**CONSIGNE ÉCRITE:**
Recopiez mot pour mot le passage de l'entretien sur le tribunal des activités économiques, en commençant à « Patrick Sayer, TAE » et en terminant à « économiques (TAE) ? ».

Patrick Sayer, TAE de Paris : «Les mécanismes de procédure amiable sont mieux connus des entreprises»

Pourquoi le tribunal de commerce de Paris est-il devenu au 1er janvier le tribunal des activités économiques (TAE) ?
Patrick Sayer - Cette expérimentation, d’une durée de quatre ans, répond à des travaux qui ont été lancés il y a plusieurs années. L’idée était de ne pas limiter la justice consulaire aux commerçants, mais de l’élargir à tous les acteurs qui effectuent des actes économiques, comme les associations et les professions libérales. Désormais, en matière de procédure de traitement des difficultés des entreprises, nous accueillons non seulement les acteurs traditionnels – artisans, commerçants, entreprises –, mais plus largement toutes les formes d’institutions qui réalisent des actes économiques, sauf les professions réglementées du droit. C’est pour signifier cette extension que douze tribunaux de commerce, dont celui de Paris, sont devenus expérimentalement, au 1er janvier, des tribunaux des activités économiques. Ce premier volet de la réforme se déroule de manière très fluide. Dans certains dossiers qui combinent à la fois des associations, des sociétés civiles immobilières, des sociétés de capitaux, réunir tous les acteurs d’une procédure collective sous le même toit permet en réalité d’avoir une meilleure intelligence et une meilleure compréhension du dossier dans l’intérêt de toutes les parties prenantes.
La réforme a aussi institué une contribution payée par les personnes morales ou physiques qui saisissent le tribunal. Partagez-vous les critiques que ce dispositif suscite ?
Les modalités de ce système, fixées par décret le 30 décembre 2024, ne sont pas satisfaisantes pour plusieurs raisons. D’abord, le montant de cette « contribution pour la justice économique » est calculé en pourcentage des prétentions des demandeurs – jusqu’à 5 % plafonnés à 100.000 euros – et non pas sur les sommes qui résultent du jugement. Ainsi, si par exemple, sur une demande de 2 millions d’euros, le demandeur acquitte 5 % de contribution, soit 100.000 euros, mais ne reçoit qu’un cinquième des sommes réclamées, dans ce cas 400.000 euros, la taxe effective aura été de 25 % des sommes auxquelles le défendeur sera condamné… Ensuite, c’est que le taux de la contribution dépend de la situation financière du demandeur, alors qu’elle est susceptible d’être payée par le défendeur, dont la situation économique n’a rien à voir. Par ailleurs, elle s’applique aussi à des procédures dites de requête, non contradictoires, dans lesquelles il n’y a pas, au moment de la requête, de défendeur. Et il se peut très bien qu’il n’y en ait jamais. Pourquoi faire payer une taxe à quelqu’un qui demande une saisie conservatoire sur le compte d’un débiteur, avec le risque non nul en pratique que ce compte ait été vidé ? Enfin, même appréhendé sur le montant d’une condamnation, et plafonné, un taux de 5 % pour les litiges les plus importants est beaucoup trop élevé. L’Allemagne dispose d’un système équivalent, mais semble-t-il plafonné à 0,4 %. Comment voulez-vous attirer les litiges, faire la promotion de la place juridique de Paris quand on est 12 fois plus cher que nos voisins ?
Que proposez-vous ?

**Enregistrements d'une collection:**
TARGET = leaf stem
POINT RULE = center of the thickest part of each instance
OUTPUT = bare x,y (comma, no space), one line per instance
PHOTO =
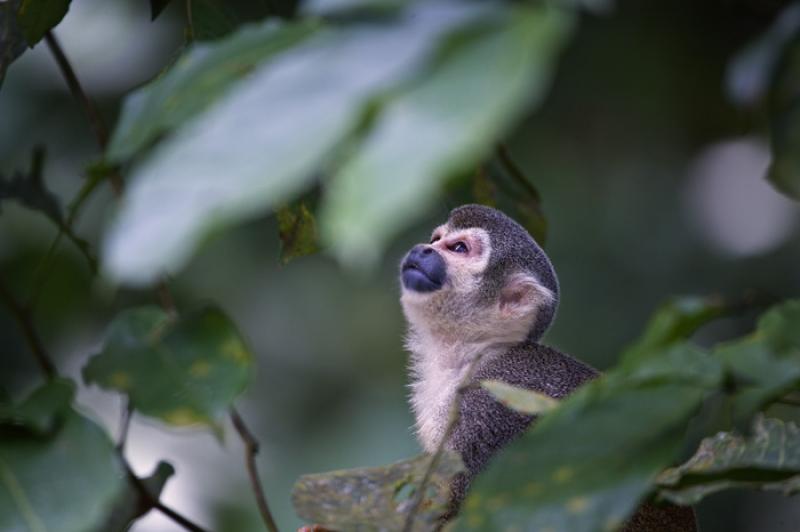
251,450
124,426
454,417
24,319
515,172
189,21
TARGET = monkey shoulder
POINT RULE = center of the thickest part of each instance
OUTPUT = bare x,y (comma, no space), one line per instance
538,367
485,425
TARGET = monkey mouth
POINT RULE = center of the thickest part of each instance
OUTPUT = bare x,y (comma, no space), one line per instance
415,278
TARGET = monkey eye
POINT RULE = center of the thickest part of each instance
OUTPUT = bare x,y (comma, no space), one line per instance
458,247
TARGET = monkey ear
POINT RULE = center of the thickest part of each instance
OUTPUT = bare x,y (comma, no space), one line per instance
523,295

* * *

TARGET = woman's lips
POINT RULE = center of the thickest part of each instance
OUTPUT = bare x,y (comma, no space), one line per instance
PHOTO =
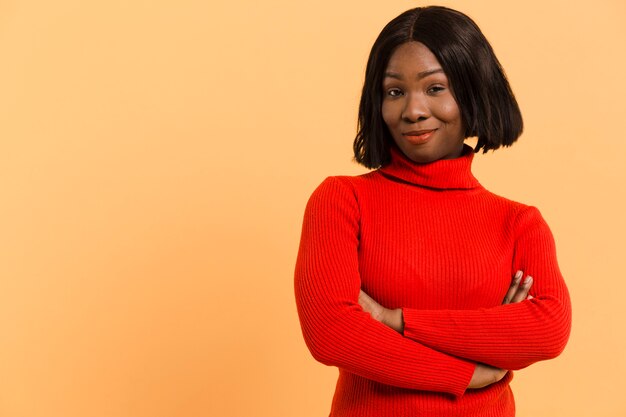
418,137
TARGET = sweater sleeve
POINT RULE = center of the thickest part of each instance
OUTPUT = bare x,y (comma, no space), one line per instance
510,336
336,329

--

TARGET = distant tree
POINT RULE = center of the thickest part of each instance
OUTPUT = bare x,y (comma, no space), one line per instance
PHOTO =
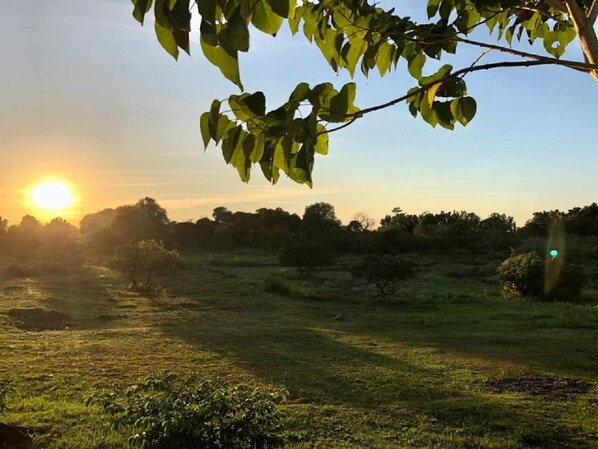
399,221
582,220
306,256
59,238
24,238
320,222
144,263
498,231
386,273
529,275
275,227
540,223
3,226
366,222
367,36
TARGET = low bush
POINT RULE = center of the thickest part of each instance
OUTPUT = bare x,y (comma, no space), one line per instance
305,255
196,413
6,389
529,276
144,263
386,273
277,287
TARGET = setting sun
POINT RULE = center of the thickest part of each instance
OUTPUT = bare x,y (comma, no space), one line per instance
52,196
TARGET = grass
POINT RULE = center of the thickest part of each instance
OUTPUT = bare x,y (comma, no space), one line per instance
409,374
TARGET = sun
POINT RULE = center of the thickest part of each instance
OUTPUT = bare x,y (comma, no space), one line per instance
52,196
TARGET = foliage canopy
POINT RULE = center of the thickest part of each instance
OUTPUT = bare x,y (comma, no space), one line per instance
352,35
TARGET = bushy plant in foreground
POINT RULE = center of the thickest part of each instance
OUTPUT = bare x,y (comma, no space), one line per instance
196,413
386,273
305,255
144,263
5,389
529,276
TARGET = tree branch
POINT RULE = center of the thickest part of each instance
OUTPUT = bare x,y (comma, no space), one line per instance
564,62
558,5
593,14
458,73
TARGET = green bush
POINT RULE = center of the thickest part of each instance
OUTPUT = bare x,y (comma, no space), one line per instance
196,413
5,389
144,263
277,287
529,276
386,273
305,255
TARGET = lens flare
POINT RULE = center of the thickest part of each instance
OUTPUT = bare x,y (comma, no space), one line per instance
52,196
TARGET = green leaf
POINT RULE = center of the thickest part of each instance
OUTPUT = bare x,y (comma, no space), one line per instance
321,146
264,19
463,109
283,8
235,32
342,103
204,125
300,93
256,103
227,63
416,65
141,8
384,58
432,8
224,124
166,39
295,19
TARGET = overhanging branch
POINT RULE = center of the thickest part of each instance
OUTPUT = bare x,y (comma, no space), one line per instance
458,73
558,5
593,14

**EXERCICE CORRIGÉ:**
Patrick Sayer, TAE de Paris : «Les mécanismes de procédure amiable sont mieux connus des entreprises»

Pourquoi le tribunal de commerce de Paris est-il devenu au 1er janvier le tribunal des activités économiques (TAE) ?